• EXCERPTED RECORDS:

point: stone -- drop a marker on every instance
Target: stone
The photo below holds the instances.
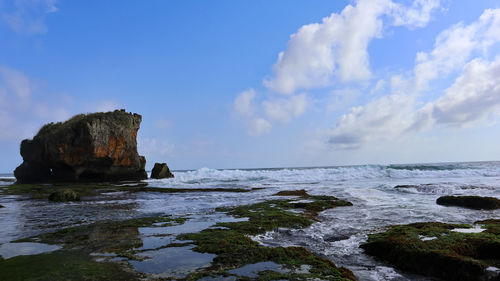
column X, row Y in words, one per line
column 450, row 255
column 64, row 195
column 88, row 147
column 471, row 202
column 161, row 171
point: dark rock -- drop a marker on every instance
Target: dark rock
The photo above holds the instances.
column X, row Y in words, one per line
column 406, row 186
column 471, row 202
column 299, row 192
column 161, row 171
column 64, row 195
column 87, row 147
column 445, row 254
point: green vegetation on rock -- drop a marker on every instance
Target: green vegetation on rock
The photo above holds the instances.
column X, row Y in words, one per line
column 64, row 195
column 234, row 248
column 61, row 265
column 433, row 249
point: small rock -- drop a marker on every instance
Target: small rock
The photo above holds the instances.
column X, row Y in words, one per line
column 64, row 195
column 406, row 186
column 299, row 192
column 160, row 171
column 471, row 202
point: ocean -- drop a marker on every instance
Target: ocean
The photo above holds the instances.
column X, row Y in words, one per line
column 377, row 204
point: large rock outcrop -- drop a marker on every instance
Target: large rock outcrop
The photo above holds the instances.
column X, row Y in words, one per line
column 161, row 171
column 87, row 147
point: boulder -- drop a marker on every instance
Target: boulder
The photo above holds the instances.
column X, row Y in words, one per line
column 161, row 171
column 64, row 195
column 87, row 147
column 440, row 250
column 471, row 202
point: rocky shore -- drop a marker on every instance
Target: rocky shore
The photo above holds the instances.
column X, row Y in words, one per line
column 87, row 147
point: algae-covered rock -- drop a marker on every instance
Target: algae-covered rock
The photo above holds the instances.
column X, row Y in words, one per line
column 471, row 202
column 87, row 147
column 64, row 195
column 160, row 171
column 439, row 249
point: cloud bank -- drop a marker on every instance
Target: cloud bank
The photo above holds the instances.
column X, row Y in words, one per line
column 320, row 53
column 27, row 16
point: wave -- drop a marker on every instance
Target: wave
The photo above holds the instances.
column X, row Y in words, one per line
column 207, row 176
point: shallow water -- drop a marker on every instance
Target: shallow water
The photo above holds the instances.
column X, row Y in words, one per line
column 9, row 250
column 377, row 205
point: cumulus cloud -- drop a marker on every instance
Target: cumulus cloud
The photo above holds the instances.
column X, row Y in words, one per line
column 258, row 127
column 151, row 147
column 454, row 46
column 243, row 104
column 337, row 47
column 473, row 97
column 418, row 15
column 383, row 118
column 284, row 109
column 27, row 16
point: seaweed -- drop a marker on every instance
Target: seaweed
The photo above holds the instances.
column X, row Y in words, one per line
column 234, row 248
column 449, row 255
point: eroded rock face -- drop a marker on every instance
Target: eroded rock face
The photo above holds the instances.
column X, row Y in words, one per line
column 88, row 147
column 161, row 171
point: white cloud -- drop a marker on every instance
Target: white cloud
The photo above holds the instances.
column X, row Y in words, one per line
column 151, row 147
column 258, row 127
column 163, row 124
column 284, row 109
column 243, row 104
column 337, row 47
column 418, row 15
column 103, row 106
column 27, row 16
column 454, row 46
column 383, row 118
column 474, row 96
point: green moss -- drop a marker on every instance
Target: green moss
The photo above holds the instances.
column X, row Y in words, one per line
column 233, row 247
column 450, row 256
column 121, row 117
column 43, row 191
column 61, row 265
column 471, row 202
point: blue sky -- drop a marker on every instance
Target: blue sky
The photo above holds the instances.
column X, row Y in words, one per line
column 239, row 84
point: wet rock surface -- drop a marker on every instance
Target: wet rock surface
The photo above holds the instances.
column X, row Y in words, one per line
column 446, row 251
column 64, row 195
column 87, row 147
column 471, row 202
column 161, row 171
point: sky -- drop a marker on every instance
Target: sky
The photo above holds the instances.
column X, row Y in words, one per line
column 249, row 84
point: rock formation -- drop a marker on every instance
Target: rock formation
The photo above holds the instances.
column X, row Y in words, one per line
column 471, row 202
column 87, row 147
column 64, row 195
column 160, row 171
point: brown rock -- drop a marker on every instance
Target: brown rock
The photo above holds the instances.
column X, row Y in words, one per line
column 87, row 147
column 160, row 171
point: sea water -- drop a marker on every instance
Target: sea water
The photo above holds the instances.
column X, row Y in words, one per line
column 338, row 234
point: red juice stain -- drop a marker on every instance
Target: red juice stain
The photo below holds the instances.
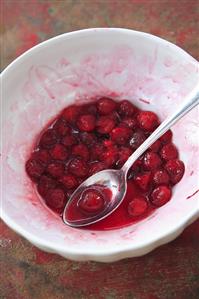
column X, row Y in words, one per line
column 120, row 217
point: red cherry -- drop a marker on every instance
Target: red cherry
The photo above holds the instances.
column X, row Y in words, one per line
column 169, row 152
column 109, row 157
column 106, row 106
column 69, row 181
column 161, row 195
column 126, row 108
column 138, row 206
column 49, row 138
column 91, row 201
column 175, row 169
column 155, row 146
column 97, row 151
column 62, row 127
column 55, row 169
column 59, row 152
column 143, row 180
column 78, row 168
column 161, row 177
column 88, row 138
column 166, row 137
column 105, row 125
column 56, row 199
column 34, row 169
column 81, row 150
column 129, row 122
column 135, row 168
column 137, row 139
column 86, row 123
column 71, row 113
column 121, row 135
column 69, row 140
column 147, row 120
column 151, row 161
column 96, row 167
column 45, row 183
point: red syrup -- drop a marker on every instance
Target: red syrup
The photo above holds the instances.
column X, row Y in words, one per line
column 84, row 139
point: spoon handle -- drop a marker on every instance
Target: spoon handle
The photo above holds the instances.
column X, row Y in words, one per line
column 191, row 101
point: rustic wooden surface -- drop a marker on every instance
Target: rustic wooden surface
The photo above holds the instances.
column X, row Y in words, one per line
column 169, row 272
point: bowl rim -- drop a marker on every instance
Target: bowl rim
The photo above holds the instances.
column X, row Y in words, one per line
column 129, row 250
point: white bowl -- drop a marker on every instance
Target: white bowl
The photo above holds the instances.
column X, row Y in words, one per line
column 121, row 63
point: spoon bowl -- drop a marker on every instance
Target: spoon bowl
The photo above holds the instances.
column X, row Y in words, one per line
column 113, row 180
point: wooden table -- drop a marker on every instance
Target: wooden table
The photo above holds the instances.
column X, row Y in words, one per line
column 169, row 272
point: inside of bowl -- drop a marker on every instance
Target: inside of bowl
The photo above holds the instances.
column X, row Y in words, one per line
column 152, row 73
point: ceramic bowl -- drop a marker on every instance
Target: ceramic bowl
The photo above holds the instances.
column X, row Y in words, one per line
column 153, row 73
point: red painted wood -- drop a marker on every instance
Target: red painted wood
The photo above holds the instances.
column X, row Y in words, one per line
column 169, row 272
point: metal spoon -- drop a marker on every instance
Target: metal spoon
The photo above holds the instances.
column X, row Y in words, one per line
column 116, row 180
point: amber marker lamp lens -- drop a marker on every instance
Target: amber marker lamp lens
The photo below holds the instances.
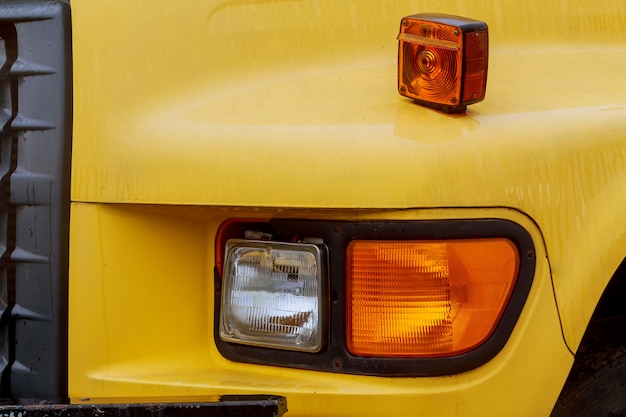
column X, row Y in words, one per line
column 426, row 298
column 442, row 60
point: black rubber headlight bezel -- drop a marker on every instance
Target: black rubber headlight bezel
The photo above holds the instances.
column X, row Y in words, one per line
column 337, row 235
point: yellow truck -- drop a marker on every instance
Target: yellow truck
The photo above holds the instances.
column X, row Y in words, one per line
column 227, row 207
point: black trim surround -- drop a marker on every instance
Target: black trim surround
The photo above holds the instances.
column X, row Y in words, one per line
column 337, row 235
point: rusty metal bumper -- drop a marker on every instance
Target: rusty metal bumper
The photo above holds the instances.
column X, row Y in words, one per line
column 226, row 406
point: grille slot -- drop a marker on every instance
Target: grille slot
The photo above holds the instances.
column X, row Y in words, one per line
column 35, row 137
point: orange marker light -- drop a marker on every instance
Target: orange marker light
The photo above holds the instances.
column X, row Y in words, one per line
column 442, row 60
column 426, row 298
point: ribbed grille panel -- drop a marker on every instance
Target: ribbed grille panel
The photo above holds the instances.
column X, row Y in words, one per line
column 35, row 121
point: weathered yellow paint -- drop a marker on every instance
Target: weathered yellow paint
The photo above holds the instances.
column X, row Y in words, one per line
column 141, row 326
column 291, row 105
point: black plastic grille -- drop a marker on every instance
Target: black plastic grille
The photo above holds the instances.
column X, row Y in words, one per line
column 35, row 121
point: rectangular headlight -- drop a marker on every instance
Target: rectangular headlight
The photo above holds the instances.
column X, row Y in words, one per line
column 273, row 294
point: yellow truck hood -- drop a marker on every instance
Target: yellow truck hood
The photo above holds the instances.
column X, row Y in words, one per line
column 295, row 104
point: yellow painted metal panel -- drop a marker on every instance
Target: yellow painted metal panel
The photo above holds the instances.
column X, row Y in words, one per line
column 293, row 104
column 141, row 326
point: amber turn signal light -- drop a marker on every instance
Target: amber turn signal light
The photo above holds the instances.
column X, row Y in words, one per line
column 426, row 298
column 442, row 60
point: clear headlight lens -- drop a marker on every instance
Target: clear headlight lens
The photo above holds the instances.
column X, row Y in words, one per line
column 272, row 295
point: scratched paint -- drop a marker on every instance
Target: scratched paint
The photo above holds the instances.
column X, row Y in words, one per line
column 293, row 105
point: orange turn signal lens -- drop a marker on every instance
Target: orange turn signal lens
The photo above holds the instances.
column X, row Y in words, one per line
column 442, row 60
column 426, row 298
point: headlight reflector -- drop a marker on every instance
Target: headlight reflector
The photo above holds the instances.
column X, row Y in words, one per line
column 273, row 295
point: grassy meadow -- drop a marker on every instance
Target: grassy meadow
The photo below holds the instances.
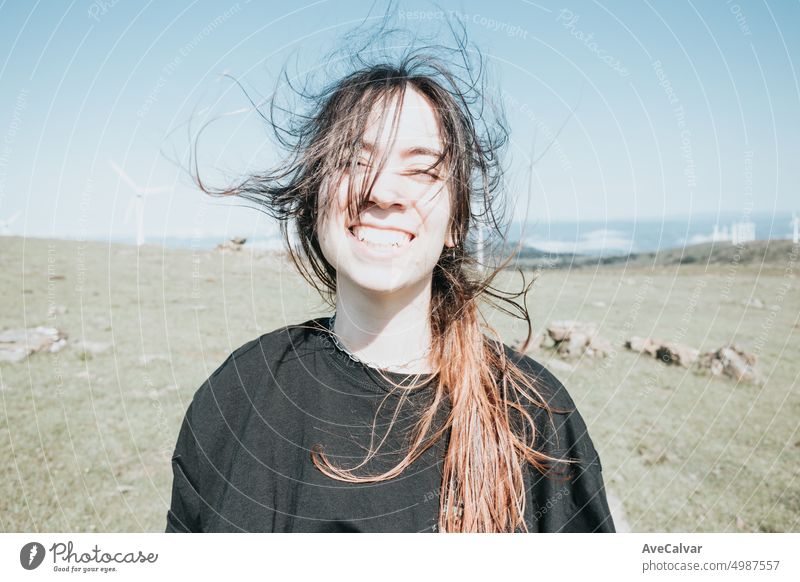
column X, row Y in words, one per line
column 86, row 434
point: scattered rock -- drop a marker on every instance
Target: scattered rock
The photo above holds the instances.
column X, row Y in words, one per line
column 576, row 338
column 18, row 344
column 570, row 339
column 642, row 345
column 731, row 361
column 234, row 244
column 668, row 352
column 677, row 354
column 54, row 310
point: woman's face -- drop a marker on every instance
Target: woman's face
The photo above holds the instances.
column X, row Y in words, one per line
column 399, row 237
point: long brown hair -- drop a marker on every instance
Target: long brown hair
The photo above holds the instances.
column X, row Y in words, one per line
column 492, row 398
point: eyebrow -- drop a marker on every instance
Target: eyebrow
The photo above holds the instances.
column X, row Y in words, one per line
column 409, row 152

• TASK OBJECTIVE:
Convert the stretch from the line containing "point: scattered rock" through the line containing "column 54, row 310" into a Markdown table with the columns Index and Line. Give each nonblank line its own row, numbered in order.

• SOLUTION:
| Index | Line |
|---|---|
| 1 | point: scattered rock -- drop a marker on every instance |
| 2 | Target: scattered rock |
| 3 | The photo above holds the instances. |
| 4 | column X, row Y in words, one per line |
| 5 | column 576, row 338 |
| 6 | column 18, row 344 |
| 7 | column 570, row 339 |
| 8 | column 642, row 345 |
| 9 | column 731, row 361 |
| 10 | column 234, row 244 |
| 11 | column 668, row 352 |
| 12 | column 677, row 354 |
| 13 | column 54, row 310 |